-- PROBLEM REQUIREMENTS --
Output the data below in full, character for character.

-- MATERIAL TO PROCESS --
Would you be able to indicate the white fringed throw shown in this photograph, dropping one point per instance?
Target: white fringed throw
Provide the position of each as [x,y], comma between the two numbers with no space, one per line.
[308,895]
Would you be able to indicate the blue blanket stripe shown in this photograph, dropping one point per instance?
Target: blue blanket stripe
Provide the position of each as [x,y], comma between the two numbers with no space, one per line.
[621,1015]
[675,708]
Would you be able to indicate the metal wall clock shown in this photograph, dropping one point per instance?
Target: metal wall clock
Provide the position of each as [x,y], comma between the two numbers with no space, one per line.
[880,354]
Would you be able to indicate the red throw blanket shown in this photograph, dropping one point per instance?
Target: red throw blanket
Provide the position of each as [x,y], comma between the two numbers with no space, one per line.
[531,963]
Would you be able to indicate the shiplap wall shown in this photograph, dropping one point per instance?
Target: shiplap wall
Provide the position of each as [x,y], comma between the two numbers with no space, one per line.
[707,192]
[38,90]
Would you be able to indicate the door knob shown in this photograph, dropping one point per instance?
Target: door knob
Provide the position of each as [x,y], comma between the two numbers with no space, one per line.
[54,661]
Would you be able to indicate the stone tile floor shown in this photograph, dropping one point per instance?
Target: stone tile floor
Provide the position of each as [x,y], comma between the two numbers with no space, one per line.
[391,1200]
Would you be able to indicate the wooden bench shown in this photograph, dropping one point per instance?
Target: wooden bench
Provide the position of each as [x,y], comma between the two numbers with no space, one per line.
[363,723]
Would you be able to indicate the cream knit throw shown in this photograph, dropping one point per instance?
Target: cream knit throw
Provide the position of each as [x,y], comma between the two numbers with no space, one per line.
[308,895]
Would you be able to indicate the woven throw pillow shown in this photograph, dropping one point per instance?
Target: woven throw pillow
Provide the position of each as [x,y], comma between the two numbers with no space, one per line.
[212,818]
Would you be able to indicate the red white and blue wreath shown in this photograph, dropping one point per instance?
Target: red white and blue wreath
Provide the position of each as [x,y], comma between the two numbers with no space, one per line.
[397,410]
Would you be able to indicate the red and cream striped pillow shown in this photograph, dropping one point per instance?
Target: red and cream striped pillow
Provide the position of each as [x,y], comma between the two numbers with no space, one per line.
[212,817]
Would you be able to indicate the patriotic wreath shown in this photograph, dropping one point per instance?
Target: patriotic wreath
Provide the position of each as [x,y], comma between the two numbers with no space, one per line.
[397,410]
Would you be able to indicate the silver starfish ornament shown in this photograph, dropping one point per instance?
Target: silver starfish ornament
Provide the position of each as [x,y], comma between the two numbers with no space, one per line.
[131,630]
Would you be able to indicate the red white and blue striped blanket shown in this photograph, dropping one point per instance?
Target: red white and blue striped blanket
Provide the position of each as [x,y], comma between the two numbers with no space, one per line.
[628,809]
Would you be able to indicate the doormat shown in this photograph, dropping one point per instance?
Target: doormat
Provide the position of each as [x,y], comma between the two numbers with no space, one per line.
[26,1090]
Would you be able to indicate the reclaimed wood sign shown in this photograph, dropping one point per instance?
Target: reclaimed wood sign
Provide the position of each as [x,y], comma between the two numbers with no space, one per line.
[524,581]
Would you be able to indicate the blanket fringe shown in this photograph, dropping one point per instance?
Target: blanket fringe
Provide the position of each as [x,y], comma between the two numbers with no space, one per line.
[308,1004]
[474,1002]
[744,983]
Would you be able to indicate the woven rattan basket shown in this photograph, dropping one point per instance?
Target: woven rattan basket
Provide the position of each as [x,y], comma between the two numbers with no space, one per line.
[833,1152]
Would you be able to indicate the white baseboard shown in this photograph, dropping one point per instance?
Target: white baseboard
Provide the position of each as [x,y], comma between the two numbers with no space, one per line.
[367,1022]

-- THE ANSWER --
Would you be able to indicate the white fringed throw shown in this photograph, dropping one point per instance?
Target: white fringed throw
Provide the position of each as [x,y], comma between the two numbers with no space, one per line.
[308,895]
Would you be able to indicate the blue blanket stripe shown in this photograph, dropping one point per instance?
Target: blue blanket stripe
Provide the position of each as [x,y], comma between the two numbers with no space, one per line.
[621,1015]
[675,708]
Would you be able to indicate the metal wall clock shown in this photograph, dropping one point per instance?
Target: metal wall clock
Provide the position of each as [x,y], comma between the two numbers with no space, one per line.
[880,354]
Would you be able to indicate the red throw blanket shown in this photograph, dropping one point per instance?
Target: red throw blanket
Provide the position of each as [x,y], comma between the two numbers with no space, one per line.
[531,963]
Would you be able to indicate the shiplap wall shown in this photograph, dropping one point per instance?
Target: shiplap wall
Provide the position of each as [x,y], comma between the two numbers with no space, one per line.
[707,192]
[38,90]
Would you be able to indicate the door knob shown in this photograph, dropping one point per instance?
Target: door knob
Provide the position of each as [x,y], comma between the two numbers with no space, one per line.
[54,661]
Would you be able to indicate the stone tile floor shown in this photograph, dropping one point per instance?
Target: stone tile floor
Provide the position of each as [x,y], comma between the two numbers with no space, one per line.
[391,1200]
Would you be able to indicate the wooden bench shown in this photograph, dropping one point per instance?
Target: wooden bench
Provide the position of each as [x,y], comma between the two numbers with no space, one per line.
[363,723]
Would you be able to indicate the cream knit throw shown in this photograph, dropping one point per instance?
Target: cream knit throw
Provide the position of each as [x,y], comma between the two numbers with no space, one per line.
[308,895]
Would you be able to indicate the woven throw pillow shown in this photograph, dropping one point per instance?
Target: woven throw pillow
Provide the position of each as [x,y], comma between the two numbers with no space, one per line.
[212,818]
Would you be able to indicate the red white and blue wreath shown in this photograph, dropping one point per instance?
Target: red white and blue wreath
Provide the position of each as [x,y], comma between the two numbers with no space, one per line.
[397,410]
Would you be able to indicate the red and cream striped pillow shown in this photograph, dropping one point per instance?
Target: red and cream striped pillow
Provide the position of each as [x,y], comma between the two numbers with no space, one per line.
[212,817]
Would you be able to indicate the patriotic wreath shown in this photograph, dropping one point per instance?
Target: patriotic wreath
Provide the position of each as [x,y], comma between the two numbers with no space, one per line.
[397,410]
Would you be able to indicate the silver starfish ornament shown in this photograph, dropping one point per instance?
Target: silver starfish ornament
Provide the position of each as [x,y], comma between the two numbers with no space, one per line.
[131,630]
Would you be able to indicate the red white and blue striped blanket shown in this photograph, dropping one point per instance?
Target: red white and blue striped blanket
Provide the position of each as [x,y], comma between the two numbers with no space, one per line.
[628,809]
Would you be able to indicate the doormat shown in this photograph, dropping one point per instance?
Target: doormat
Provide the position of each as [x,y], comma between the two numbers with no space, one per line.
[26,1090]
Would you be able to indicate the reclaimed wood sign shown in this photograph, dropping one point per instance?
Target: reclaimed wood sign
Provide the position of each as [x,y], comma between the two numbers with no space, one per line.
[524,581]
Would you be able to indicate the blanket fringe shown in this photograph, dropping one point per instance?
Target: blanket fringe
Provide the position of each as [x,y], comma between the two numbers with no space, one per line.
[308,1004]
[474,1002]
[744,983]
Would you be able to indicate the woven rattan basket shown in this photograph, dropping one point per instance?
Target: woven rattan basket
Provide the position of each as [x,y], comma between the two numbers with no space, one per line.
[833,1152]
Would you be able to indicate the white baseboard shown in this photograph, dropping one point per instance?
Target: white baseboard
Provide the position of each as [x,y], comma between the two numbers with no space, one per line.
[367,1022]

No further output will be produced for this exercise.